Collected data entries
━━━━━━

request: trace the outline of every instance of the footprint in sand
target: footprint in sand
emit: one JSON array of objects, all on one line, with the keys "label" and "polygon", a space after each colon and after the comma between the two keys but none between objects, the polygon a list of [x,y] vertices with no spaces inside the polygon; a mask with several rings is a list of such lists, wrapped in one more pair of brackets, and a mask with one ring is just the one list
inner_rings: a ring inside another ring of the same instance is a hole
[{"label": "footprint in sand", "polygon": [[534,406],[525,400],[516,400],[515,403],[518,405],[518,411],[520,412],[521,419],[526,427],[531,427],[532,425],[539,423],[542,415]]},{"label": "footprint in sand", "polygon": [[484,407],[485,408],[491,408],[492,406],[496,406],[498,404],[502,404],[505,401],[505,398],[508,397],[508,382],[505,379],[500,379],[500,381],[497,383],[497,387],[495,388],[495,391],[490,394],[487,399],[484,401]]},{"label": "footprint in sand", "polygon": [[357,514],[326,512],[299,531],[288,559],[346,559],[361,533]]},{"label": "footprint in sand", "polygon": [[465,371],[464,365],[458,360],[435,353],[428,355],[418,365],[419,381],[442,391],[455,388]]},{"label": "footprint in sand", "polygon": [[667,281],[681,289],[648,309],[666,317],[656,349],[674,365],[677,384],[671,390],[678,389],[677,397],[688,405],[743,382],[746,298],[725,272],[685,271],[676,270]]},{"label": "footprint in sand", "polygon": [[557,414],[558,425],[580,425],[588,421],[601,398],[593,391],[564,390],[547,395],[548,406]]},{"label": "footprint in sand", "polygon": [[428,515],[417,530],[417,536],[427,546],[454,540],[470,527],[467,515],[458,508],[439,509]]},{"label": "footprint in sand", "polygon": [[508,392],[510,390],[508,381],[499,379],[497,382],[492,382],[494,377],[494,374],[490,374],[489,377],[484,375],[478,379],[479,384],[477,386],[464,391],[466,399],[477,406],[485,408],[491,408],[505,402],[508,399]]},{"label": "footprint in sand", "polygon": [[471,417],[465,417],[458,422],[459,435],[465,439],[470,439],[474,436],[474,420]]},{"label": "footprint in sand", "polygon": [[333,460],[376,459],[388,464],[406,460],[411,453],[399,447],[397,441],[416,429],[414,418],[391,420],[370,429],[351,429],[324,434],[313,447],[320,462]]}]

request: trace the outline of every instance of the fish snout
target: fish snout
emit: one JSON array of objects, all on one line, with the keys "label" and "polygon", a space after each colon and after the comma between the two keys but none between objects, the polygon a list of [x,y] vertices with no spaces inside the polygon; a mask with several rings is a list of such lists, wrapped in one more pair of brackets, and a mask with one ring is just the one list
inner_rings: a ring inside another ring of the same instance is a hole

━━━━━━

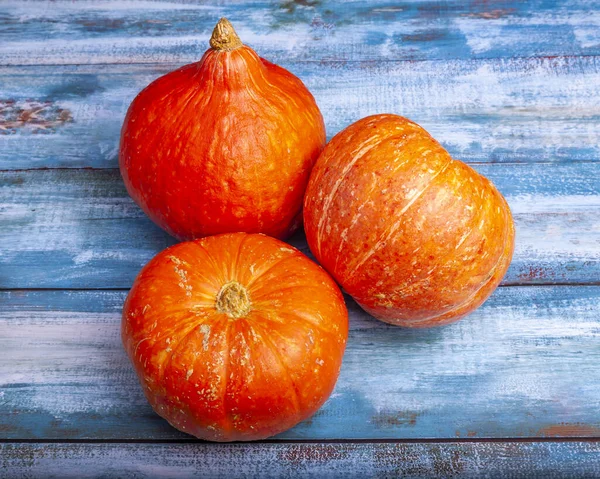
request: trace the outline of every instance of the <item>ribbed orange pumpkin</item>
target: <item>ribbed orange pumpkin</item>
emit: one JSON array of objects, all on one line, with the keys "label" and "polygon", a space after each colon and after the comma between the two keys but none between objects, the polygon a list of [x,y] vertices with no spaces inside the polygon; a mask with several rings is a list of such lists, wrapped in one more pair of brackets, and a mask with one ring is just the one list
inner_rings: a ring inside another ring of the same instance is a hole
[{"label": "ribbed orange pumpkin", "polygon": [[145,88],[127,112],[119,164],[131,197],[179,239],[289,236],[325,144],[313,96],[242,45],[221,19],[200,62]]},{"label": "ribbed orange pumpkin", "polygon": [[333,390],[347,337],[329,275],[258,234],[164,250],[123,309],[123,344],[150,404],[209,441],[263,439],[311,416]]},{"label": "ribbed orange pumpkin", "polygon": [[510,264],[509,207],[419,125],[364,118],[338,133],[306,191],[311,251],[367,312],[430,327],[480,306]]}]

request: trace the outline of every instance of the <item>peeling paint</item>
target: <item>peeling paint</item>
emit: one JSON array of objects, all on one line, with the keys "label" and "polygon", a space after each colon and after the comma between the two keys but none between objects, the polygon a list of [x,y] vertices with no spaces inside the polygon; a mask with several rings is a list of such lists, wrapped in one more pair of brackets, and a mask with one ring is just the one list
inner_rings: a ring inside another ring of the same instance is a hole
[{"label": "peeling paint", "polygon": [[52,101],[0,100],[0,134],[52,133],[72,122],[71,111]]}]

━━━━━━

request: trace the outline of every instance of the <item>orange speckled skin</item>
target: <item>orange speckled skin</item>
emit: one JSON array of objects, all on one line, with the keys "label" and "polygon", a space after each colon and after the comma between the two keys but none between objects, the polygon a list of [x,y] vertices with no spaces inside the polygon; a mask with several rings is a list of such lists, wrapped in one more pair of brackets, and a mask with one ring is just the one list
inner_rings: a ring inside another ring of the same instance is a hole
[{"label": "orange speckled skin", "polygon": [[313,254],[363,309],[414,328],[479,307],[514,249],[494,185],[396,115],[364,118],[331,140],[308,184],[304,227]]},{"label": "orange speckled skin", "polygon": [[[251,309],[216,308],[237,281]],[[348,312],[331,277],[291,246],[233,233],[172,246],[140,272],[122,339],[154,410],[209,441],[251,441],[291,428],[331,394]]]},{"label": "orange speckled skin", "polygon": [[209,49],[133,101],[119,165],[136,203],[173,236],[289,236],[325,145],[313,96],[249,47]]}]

━━━━━━

| What is being asked |
Filter the records above and copy every line that contains the word "target".

| Your solution |
target: footprint in sand
target: fish snout
target: <item>ribbed orange pumpkin</item>
target: <item>peeling paint</item>
target: <item>orange speckled skin</item>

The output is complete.